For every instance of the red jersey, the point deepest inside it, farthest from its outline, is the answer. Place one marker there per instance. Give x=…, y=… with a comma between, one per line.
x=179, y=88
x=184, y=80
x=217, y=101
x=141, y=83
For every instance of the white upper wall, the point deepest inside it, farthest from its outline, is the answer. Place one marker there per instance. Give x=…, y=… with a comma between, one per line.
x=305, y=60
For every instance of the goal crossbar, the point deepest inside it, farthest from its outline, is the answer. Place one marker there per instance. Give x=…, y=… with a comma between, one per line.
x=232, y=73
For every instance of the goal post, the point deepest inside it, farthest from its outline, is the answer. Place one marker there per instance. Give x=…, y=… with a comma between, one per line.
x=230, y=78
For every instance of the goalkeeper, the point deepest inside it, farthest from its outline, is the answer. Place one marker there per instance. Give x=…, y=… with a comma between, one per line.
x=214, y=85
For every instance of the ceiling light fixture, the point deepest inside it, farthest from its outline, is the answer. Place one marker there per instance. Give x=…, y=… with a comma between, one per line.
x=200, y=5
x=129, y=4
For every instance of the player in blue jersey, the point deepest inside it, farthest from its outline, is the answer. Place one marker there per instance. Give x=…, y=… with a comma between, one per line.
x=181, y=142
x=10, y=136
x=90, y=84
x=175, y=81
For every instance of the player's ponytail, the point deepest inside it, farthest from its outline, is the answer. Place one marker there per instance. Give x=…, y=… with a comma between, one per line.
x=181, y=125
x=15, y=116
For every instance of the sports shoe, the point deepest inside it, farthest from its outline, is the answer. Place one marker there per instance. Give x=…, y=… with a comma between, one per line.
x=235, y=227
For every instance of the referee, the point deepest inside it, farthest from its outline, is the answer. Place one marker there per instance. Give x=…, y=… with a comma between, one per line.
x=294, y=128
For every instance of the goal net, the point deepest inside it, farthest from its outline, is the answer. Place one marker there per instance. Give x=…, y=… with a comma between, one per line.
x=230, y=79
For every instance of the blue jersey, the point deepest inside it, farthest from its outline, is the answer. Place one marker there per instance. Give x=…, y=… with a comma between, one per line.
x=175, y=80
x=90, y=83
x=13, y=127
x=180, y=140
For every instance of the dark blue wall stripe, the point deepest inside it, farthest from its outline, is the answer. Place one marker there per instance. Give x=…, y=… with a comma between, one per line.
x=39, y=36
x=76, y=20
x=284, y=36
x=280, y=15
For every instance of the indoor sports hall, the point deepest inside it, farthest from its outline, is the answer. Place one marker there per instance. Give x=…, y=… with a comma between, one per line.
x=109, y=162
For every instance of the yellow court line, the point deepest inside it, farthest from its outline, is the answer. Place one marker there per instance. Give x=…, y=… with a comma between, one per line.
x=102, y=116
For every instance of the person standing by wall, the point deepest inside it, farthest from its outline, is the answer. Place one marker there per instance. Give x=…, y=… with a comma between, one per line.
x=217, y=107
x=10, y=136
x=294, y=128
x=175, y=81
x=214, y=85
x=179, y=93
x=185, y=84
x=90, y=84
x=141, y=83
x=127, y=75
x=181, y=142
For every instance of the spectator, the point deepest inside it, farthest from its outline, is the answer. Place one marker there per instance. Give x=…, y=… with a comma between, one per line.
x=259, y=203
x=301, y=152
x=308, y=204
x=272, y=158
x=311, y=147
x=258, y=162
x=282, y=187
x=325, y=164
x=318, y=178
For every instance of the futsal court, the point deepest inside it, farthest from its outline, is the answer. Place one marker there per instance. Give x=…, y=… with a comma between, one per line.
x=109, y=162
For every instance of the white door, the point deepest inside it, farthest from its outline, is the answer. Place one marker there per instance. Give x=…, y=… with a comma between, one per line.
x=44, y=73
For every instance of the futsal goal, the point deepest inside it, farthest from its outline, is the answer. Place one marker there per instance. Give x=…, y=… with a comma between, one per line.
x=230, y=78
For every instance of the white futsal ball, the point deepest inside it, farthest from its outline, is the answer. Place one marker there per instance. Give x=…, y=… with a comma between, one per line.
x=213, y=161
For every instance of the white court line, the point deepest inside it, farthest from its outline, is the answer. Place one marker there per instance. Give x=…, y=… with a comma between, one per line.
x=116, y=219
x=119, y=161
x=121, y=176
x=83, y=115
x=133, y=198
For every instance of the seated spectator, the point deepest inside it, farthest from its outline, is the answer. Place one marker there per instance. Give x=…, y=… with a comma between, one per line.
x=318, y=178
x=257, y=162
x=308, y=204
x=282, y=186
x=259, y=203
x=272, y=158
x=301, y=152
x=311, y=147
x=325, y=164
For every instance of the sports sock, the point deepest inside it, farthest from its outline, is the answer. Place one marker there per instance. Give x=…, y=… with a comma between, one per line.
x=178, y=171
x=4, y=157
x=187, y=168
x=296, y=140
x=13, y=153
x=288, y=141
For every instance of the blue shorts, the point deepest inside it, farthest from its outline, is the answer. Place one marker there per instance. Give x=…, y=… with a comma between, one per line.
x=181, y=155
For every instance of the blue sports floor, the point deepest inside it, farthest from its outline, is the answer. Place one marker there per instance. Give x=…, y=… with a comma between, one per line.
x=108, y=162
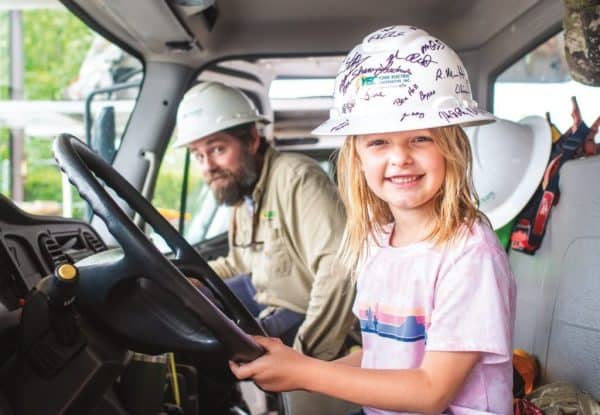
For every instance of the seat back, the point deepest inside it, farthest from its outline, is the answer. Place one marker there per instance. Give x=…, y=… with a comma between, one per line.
x=558, y=297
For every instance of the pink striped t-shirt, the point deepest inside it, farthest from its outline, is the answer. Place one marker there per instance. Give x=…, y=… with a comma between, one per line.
x=457, y=297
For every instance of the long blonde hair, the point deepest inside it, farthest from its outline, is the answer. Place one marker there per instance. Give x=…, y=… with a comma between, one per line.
x=456, y=204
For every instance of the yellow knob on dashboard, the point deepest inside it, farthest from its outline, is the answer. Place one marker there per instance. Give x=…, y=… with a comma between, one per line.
x=66, y=271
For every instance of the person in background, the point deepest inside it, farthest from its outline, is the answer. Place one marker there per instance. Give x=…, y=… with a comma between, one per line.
x=286, y=222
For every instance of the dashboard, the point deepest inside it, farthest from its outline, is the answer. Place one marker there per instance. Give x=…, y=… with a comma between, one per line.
x=31, y=246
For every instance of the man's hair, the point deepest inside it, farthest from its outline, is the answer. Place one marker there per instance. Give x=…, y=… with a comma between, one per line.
x=456, y=203
x=243, y=133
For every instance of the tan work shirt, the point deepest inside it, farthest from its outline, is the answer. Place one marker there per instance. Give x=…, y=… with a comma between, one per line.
x=299, y=220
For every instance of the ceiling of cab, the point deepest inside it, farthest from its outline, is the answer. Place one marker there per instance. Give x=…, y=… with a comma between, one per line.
x=178, y=31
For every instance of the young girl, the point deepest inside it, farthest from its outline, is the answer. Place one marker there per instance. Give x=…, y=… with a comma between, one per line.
x=435, y=295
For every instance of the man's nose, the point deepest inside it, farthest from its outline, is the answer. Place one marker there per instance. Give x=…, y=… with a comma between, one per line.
x=207, y=164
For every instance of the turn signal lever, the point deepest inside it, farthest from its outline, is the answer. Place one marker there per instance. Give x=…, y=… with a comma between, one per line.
x=61, y=295
x=49, y=324
x=61, y=289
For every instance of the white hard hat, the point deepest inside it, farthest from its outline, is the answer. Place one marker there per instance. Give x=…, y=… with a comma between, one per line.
x=509, y=160
x=401, y=78
x=210, y=107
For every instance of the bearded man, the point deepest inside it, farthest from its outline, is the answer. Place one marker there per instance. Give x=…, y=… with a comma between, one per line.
x=286, y=222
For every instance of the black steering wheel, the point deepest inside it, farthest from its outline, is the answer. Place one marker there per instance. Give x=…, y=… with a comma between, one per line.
x=136, y=293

▶ **TASK DESCRIPTION**
Reproduce all lines above exactly. Leave the images out.

▶ **RESULT BELOW**
For every instance of the red jersey, the point deepest inside it, farthest from its outline, is the answer. Place one marker there per instance. Give x=…, y=… with a comma between, one per line.
x=179, y=88
x=184, y=80
x=217, y=101
x=141, y=83
For every instance of the white upper wall, the point deepest inside it, farthest from its outline, is the answer. Place one marker there per instance. Give x=…, y=… with a comma between, one per line.
x=305, y=60
For every instance of the goal crossbar, the point deepest inside it, farthest from its outline, is the answer. Place one marker there per instance. Give x=…, y=… with a comma between, one per line.
x=232, y=73
For every instance of the goal post, the point deepest inside it, farthest from its outline, is the answer. Place one marker there per instance. Give x=…, y=… with a comma between, one per line.
x=230, y=78
For every instance of the goalkeeper, the point deepest inside it, farthest from its outline, is the answer. Place one marker there per instance. Give x=…, y=… with a comma between, one per line.
x=214, y=85
For every instance of the ceiling light fixture, the point deepest inside it, farthest from its outline, is the answer. Place one marker there per instance. Give x=…, y=… with a comma between, one per line.
x=200, y=5
x=129, y=4
For every instance of the player in blue jersey, the point deepest inside it, farthest from its outline, is the answer. Place one marker there per instance. Give x=…, y=… with a comma between, one per line.
x=181, y=142
x=10, y=136
x=90, y=84
x=175, y=81
For every instance of the player's ponytail, the point deepest inside it, farthest from its outline, is the answer. Place one marker there per instance. Give x=…, y=… with a comma between, one per line.
x=181, y=125
x=15, y=116
For every instance of the sports shoe, the point deepest inside it, farthest from its outline, is the answer. Place one marker there per instance. Give x=…, y=… with a comma between, one per line.
x=235, y=227
For every instance of the referee, the point deepest inside it, farthest from its outline, is the answer. Place one marker there per instance. Give x=…, y=… with a comma between, one per line.
x=294, y=128
For every instance of the goal net, the point deepest inside it, farthest from its outline, is the answer. Place one marker there per instance. Give x=…, y=… with a comma between, one per line.
x=230, y=79
For every instance of the blue jersey, the point deepest inside it, farthest from its outline, is the answer. Place one marker there per instance. Give x=…, y=… with a comma between, one per line.
x=175, y=80
x=90, y=83
x=13, y=127
x=180, y=140
For every instance of the dark blue wall stripe, the point deepest inside it, farthest from its outline, is the answer. Place one marker there per instance. Give x=…, y=… with a comma between, one per line.
x=39, y=36
x=76, y=20
x=284, y=36
x=280, y=15
For every instance of the indoor sports hall, the point deepest inside it, farthest from its outline, is the answer. Place one marker there per instance. Give x=…, y=… with a comma between, one per line.
x=109, y=162
For every instance of the yellow court line, the point deepest inside it, farthest from its outline, is the answer. Place one marker there per instance. Give x=…, y=… with a comma between, one per line.
x=102, y=116
For every instance of the person standing by wall, the point deepest inside it, farthest from its outline, is the answer. Place one marker there per instance. Give x=…, y=… with a comma between, one per line.
x=217, y=107
x=10, y=136
x=294, y=128
x=175, y=81
x=214, y=85
x=179, y=93
x=185, y=84
x=90, y=84
x=141, y=83
x=127, y=75
x=181, y=142
For every instance of the spectator, the point deepest inside it, farthest from its outline, is the answer. Place one marker there per instance. Give x=…, y=… with a comma between, one per line.
x=259, y=203
x=301, y=152
x=308, y=204
x=272, y=158
x=311, y=147
x=258, y=162
x=282, y=187
x=325, y=164
x=318, y=178
For every instance of the futsal court, the point deepest inside it, farthest from its outline, is the answer. Place one marker there per instance. Give x=…, y=… with a comma between, one per line.
x=109, y=162
For every instance of the white door, the point deepest inside it, farthest from its outline, is the answer. Place one marker there per instance. Give x=…, y=… with a comma between, one per line.
x=44, y=73
For every instance of the futsal goal, the point deepest inside it, farthest from its outline, is the answer. Place one marker there per instance. Give x=…, y=… with a comma between, one per line.
x=230, y=78
For every instance of the white futsal ball, the point deepest inside it, farthest from its outline, is the answer. Place one marker there per instance. Give x=…, y=… with a comma between, one per line.
x=213, y=161
For every instance of the white court line, the point deepest inside it, farthest from its outline, is the answer. Place one marker there per instance. Give x=…, y=… with a comma between, one per line.
x=116, y=219
x=119, y=161
x=121, y=176
x=83, y=115
x=133, y=198
For every instance of the seated spectator, the point deepest inside it, farthest from its outline, is the answer. Place one marker there per instance. Give x=…, y=… with a comma between, one per line.
x=318, y=178
x=257, y=162
x=308, y=204
x=282, y=186
x=259, y=203
x=272, y=158
x=301, y=152
x=311, y=147
x=325, y=164
For every instance of the sports sock, the point deepest inside it, farthest from its outline, is the answer. Place one marker there per instance. Give x=…, y=… with a comma between, one per line.
x=178, y=171
x=4, y=157
x=187, y=168
x=296, y=140
x=13, y=153
x=288, y=141
For every instance of the blue shorts, the point deepest inside it, farthest from its outline, is the answer. Place one marker there per instance. Give x=…, y=… with a comma between, one per line.
x=181, y=155
For every instance of the blue sports floor, the point deepest inside it, farthest from its outline, is the answer. Place one marker there per instance. Give x=…, y=… with a comma between, one per line.
x=108, y=162
For every instance of the seat back, the point deepest inside it, farthest from its outline, is the answer. Place one marker there per instance. Give x=…, y=… with a comma between, one per line.
x=558, y=297
For every instance of the pink striped t-shirt, the point deepest inside it, farthest from its outline, is the answer. Place one marker there per instance. Give x=…, y=… with a comma between, one per line.
x=457, y=297
For every instance of the long blonde hair, the point deepest inside it, farthest from its outline, is the answer. Place one marker there per instance. Give x=…, y=… with a comma between, one per line.
x=456, y=204
For every instance of the yellow knob on dashboard, the point deepest inside it, farthest from its outline, is the answer. Place one marker there per instance. Give x=…, y=… with a comma between, one per line.
x=66, y=271
For every instance of the person in background, the point deepest inside it, farthest from its outline, is the answer. Place one marker there per instance. Give x=…, y=… with a comma between, one per line.
x=286, y=222
For every instance of the dashboard, the point deepest inside it, farthest from its outline, is the answer. Place one marker there per instance. Give x=…, y=… with a comma between, one per line.
x=31, y=246
For every instance of the man's hair, the point deepest inside it, farthest from its outline, is the answer. Place one marker there per instance. Give x=…, y=… with a comma between, one per line.
x=456, y=203
x=243, y=133
For every instance of the tan work shirt, the point deepest inside it, farthest from its outline, is the answer. Place one marker there per instance. Give x=…, y=… with a comma between, one per line.
x=299, y=220
For every instance of the ceiling of cab, the point deepest inside it, farthest from its outline, is the answer. Place one marker there per instance. Give x=…, y=… with a comma between, one per line.
x=178, y=31
For every instance of the young girl, the point deepest inside it, farthest from its outline, is the answer. Place one marker there per instance. Give x=…, y=… with a comma between, one per line.
x=435, y=295
For every instance of the man's nose, the point deepest inside it, farthest from its outline, is the answer. Place one marker there per instance. Give x=…, y=… with a comma between, one per line.
x=207, y=164
For every instance of the turn signal lever, the point deepest inside it, farthest from its outline, is the answer. Place one marker there per instance. Give x=…, y=… with a comma between, one per line.
x=61, y=295
x=49, y=324
x=61, y=289
For every instance of the white hard hat, the point deepest inside it, farthest from its outline, is the answer. Place one marker there per instance. Give x=…, y=… with a comma between, one per line.
x=509, y=160
x=401, y=78
x=210, y=107
For every instance of the bearded man, the point deepest inside it, farthest from its outline, is the answer. Place one marker there per instance. Give x=…, y=… with a comma between, one per line.
x=286, y=222
For every instance of the black steering wheel, the point deepest inside it, farthest from its outline, is the answer. Place one marker there per instance. Give x=…, y=… with a comma between, one per line.
x=136, y=293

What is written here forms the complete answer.